[WHAT NEEDS TO BE DONE]: Collect every line in the entries below that contains the string "child", and copy each one out.

[SOURCE MATERIAL]:
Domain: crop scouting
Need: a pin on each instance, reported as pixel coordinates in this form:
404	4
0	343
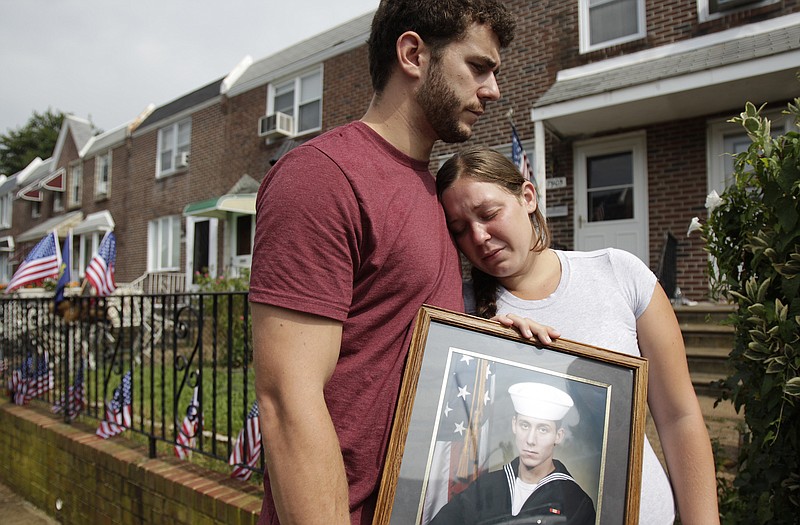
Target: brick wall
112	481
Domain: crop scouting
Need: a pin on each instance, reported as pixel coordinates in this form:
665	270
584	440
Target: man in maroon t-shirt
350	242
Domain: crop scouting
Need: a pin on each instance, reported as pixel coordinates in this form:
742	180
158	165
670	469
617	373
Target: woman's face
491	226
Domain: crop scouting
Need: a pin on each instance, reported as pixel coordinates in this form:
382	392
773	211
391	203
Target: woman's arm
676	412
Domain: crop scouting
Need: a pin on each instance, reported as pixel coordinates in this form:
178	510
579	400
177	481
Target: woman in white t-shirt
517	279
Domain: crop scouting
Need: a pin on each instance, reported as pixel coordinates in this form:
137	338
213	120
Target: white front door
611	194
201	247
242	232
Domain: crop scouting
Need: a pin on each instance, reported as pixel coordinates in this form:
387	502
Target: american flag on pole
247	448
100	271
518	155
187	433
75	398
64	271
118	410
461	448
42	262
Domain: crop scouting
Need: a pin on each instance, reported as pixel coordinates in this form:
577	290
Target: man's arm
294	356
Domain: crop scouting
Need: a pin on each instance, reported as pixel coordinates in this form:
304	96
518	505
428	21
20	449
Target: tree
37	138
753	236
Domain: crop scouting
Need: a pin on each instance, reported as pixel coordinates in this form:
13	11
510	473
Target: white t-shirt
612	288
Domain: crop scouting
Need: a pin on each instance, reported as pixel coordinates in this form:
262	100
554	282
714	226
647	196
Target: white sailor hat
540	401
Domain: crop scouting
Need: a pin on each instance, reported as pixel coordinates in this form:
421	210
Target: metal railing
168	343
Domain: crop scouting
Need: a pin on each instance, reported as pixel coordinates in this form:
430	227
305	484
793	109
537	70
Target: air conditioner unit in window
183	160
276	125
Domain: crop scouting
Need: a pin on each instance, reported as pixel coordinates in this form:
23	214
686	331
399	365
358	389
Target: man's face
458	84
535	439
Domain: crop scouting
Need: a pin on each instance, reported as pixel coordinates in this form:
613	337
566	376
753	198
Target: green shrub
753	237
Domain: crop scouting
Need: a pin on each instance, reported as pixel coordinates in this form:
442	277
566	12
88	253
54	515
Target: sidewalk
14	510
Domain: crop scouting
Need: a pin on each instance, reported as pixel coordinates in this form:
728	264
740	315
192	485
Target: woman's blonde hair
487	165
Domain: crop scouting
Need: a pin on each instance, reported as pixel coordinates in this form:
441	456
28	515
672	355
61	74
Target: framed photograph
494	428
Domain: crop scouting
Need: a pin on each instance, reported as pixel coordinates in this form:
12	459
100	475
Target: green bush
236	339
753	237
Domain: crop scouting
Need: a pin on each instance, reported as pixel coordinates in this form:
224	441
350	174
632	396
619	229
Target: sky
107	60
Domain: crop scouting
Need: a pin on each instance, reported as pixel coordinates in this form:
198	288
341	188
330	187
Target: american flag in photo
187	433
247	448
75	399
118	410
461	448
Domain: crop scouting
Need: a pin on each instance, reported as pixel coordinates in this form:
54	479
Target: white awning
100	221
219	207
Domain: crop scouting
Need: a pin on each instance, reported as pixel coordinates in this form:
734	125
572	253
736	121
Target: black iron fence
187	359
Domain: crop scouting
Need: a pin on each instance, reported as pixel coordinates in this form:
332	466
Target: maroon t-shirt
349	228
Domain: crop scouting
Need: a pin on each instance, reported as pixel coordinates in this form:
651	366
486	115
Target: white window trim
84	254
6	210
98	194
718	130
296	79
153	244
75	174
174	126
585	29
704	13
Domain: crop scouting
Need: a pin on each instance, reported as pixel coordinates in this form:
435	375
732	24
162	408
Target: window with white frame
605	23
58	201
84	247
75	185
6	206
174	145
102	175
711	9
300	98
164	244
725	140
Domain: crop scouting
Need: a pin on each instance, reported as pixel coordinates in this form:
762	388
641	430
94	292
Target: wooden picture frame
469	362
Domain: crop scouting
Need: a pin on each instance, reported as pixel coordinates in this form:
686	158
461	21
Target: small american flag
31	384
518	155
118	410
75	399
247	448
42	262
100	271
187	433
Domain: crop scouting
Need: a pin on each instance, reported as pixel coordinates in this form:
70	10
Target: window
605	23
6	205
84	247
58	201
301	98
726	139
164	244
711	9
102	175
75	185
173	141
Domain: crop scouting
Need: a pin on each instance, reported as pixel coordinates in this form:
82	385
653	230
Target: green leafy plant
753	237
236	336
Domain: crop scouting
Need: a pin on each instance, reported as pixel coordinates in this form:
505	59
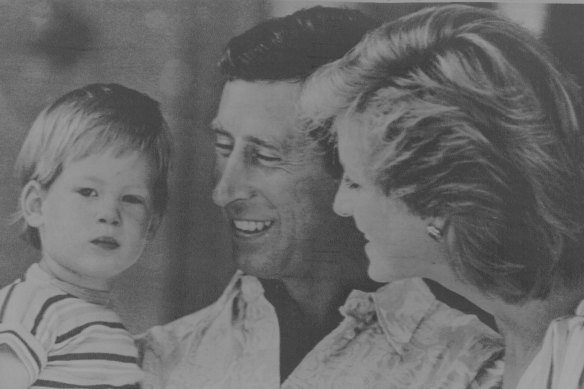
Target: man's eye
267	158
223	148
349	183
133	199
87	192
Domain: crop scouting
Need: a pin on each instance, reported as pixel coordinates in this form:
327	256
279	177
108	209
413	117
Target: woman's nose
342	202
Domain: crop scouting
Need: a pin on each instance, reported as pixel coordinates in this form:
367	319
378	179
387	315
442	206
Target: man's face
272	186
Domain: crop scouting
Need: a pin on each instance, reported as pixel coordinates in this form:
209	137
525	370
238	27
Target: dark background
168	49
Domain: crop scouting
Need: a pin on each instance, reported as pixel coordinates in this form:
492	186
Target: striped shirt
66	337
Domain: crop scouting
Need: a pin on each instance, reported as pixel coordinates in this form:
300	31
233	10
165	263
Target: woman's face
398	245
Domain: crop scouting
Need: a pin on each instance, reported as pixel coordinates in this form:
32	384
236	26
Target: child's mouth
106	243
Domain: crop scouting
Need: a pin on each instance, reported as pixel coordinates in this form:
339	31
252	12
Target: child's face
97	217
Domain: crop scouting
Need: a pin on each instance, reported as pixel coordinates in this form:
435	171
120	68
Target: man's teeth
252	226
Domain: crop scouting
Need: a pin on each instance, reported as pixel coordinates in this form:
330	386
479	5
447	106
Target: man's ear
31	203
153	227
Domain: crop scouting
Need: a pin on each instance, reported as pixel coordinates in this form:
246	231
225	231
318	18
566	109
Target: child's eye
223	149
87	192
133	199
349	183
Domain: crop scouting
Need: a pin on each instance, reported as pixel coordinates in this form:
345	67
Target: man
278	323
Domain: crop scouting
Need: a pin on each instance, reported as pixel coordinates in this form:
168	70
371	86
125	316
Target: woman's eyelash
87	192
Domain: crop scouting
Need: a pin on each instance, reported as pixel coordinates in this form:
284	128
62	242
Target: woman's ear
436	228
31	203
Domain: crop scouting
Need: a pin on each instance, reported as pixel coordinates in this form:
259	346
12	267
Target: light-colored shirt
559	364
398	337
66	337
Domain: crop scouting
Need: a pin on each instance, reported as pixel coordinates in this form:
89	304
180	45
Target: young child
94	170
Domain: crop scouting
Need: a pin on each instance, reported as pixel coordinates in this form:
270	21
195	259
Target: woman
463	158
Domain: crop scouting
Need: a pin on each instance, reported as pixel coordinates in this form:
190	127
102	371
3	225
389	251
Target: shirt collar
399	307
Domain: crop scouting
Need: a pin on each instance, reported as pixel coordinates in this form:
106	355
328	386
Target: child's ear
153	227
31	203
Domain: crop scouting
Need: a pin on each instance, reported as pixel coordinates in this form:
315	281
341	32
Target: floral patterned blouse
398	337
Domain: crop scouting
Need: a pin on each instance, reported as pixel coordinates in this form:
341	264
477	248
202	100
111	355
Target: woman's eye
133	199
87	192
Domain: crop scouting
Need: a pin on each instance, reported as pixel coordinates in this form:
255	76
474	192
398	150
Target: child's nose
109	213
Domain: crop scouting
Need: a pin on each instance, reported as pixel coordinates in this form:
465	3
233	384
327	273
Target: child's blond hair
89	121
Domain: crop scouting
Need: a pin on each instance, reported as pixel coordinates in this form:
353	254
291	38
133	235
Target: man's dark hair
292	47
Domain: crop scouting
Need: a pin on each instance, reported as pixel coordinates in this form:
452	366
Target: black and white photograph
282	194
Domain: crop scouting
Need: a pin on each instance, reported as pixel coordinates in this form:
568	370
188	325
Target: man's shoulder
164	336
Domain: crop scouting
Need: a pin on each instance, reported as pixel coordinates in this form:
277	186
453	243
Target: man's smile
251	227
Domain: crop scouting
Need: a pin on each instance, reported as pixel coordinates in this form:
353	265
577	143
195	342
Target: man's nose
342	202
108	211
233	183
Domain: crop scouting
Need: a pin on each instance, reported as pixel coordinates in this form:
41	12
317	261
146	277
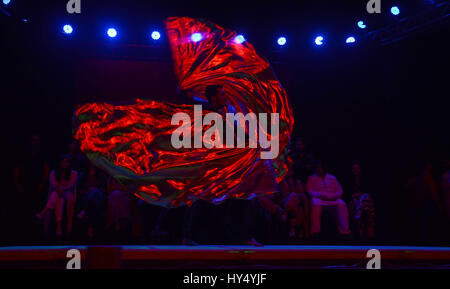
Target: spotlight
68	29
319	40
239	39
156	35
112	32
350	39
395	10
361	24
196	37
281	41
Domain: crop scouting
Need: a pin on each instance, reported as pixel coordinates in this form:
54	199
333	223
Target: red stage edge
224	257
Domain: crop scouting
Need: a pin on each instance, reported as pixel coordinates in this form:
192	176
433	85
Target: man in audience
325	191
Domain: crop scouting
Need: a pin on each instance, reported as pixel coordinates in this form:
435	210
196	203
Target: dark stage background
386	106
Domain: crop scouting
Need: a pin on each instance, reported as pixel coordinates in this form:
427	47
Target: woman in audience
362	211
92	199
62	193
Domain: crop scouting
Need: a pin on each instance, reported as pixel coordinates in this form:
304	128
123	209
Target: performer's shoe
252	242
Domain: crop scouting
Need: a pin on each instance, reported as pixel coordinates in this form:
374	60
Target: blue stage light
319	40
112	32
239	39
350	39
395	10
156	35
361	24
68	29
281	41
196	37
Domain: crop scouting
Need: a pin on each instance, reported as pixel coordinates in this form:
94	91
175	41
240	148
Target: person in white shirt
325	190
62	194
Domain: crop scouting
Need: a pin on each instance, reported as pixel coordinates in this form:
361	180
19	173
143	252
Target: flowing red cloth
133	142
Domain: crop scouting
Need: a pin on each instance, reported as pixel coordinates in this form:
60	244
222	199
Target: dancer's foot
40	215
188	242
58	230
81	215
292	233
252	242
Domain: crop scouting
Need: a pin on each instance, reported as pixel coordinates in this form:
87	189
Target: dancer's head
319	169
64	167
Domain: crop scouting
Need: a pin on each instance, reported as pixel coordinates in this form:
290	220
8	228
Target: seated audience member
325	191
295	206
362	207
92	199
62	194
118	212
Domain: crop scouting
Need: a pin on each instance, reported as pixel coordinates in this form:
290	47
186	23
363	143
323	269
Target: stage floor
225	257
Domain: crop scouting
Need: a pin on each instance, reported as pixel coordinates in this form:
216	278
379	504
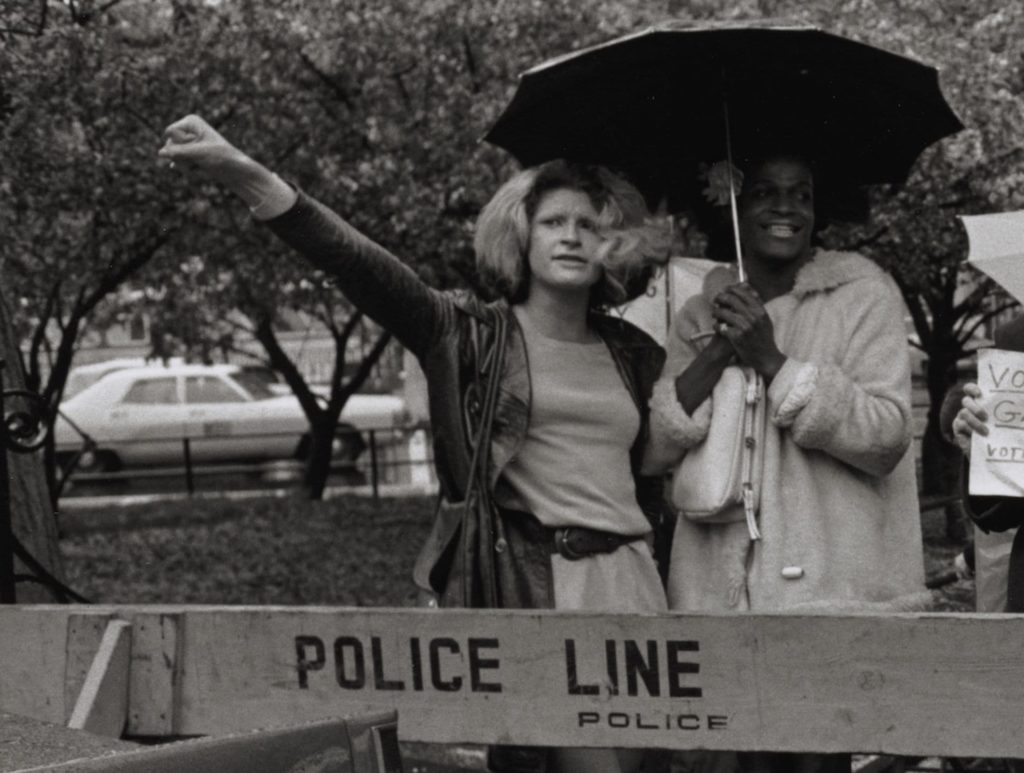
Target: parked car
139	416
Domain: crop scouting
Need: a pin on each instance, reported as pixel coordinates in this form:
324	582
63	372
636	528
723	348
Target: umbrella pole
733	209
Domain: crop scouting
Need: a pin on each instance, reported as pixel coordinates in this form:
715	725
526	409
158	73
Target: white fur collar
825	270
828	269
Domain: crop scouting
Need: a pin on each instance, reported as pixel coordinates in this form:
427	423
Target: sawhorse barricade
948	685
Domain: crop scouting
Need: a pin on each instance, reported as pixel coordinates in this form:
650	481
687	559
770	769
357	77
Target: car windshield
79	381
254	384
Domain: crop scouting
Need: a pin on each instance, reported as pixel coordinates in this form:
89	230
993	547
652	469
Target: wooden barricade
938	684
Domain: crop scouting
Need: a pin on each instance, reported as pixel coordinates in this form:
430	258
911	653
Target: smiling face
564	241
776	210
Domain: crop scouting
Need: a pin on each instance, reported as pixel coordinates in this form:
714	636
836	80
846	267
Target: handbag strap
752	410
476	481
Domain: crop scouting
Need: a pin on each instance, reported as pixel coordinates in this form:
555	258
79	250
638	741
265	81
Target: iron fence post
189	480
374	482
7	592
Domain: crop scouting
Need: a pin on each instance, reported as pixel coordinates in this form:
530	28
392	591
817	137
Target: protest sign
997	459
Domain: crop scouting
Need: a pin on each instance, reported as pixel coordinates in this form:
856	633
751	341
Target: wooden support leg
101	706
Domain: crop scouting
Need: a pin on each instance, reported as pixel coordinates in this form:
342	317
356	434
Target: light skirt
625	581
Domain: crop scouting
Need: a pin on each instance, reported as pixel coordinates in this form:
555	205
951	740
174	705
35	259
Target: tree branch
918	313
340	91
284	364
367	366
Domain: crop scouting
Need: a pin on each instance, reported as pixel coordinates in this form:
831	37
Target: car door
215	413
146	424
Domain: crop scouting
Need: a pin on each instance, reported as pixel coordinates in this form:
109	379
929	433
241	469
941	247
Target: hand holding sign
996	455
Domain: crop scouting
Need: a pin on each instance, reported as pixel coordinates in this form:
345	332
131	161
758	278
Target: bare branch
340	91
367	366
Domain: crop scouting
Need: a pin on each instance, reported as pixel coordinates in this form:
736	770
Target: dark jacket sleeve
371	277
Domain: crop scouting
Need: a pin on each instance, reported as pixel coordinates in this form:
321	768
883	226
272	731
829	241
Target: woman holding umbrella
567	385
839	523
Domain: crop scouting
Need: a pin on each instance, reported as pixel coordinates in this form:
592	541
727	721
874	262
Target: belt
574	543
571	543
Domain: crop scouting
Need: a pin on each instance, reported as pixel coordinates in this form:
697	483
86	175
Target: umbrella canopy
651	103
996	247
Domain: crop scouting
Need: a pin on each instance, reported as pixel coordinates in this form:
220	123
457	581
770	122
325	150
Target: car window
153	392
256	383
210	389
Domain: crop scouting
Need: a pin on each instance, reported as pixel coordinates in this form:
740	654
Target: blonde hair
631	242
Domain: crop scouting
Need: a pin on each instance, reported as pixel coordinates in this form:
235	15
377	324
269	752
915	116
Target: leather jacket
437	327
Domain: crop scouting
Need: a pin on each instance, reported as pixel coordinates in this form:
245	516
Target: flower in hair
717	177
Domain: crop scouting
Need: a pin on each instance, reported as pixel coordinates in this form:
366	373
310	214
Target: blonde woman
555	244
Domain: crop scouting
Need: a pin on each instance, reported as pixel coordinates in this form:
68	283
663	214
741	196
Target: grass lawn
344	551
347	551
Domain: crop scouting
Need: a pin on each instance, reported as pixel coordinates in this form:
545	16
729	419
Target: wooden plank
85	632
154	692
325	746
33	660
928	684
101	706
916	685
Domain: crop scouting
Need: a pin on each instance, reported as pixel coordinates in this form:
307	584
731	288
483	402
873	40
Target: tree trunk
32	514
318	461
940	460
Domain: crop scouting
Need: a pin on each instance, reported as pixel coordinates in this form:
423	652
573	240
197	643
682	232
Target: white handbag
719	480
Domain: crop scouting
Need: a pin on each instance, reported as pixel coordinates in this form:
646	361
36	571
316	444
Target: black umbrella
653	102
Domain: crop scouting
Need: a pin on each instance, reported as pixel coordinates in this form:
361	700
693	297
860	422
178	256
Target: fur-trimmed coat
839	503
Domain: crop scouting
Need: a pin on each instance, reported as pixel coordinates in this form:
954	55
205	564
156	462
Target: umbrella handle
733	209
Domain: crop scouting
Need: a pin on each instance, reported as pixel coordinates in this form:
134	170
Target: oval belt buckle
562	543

[COMPLETE RESPONSE]:
Target: child's mouth
Target: child's face
Target: child's eye
Target: young child
Target: child's ear
Target: child's nose
Target: child's blond hair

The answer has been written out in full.